Task details → Lay out the material from the line containing "Would you point at the clear" down to the line containing "point(231, 64)", both ends included, as a Markdown table with the columns No. and Text. Give each line its own numbered row and leave out blank lines.

Records shown →

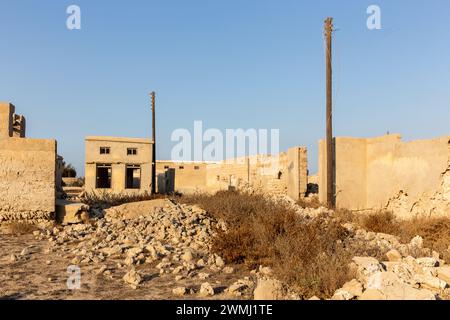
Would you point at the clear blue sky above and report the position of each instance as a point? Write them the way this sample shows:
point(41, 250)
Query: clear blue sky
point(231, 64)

* * *

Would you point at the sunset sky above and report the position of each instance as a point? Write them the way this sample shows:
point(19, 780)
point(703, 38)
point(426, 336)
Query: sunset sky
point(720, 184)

Expected answer →
| No. | Text |
|---|---|
| 1 | Would you point at the clear blue sky above and report the position of each instance as a point? Write them the way this sample shows: |
| 2 | point(41, 250) |
| 3 | Query: clear blue sky |
| 4 | point(231, 64) |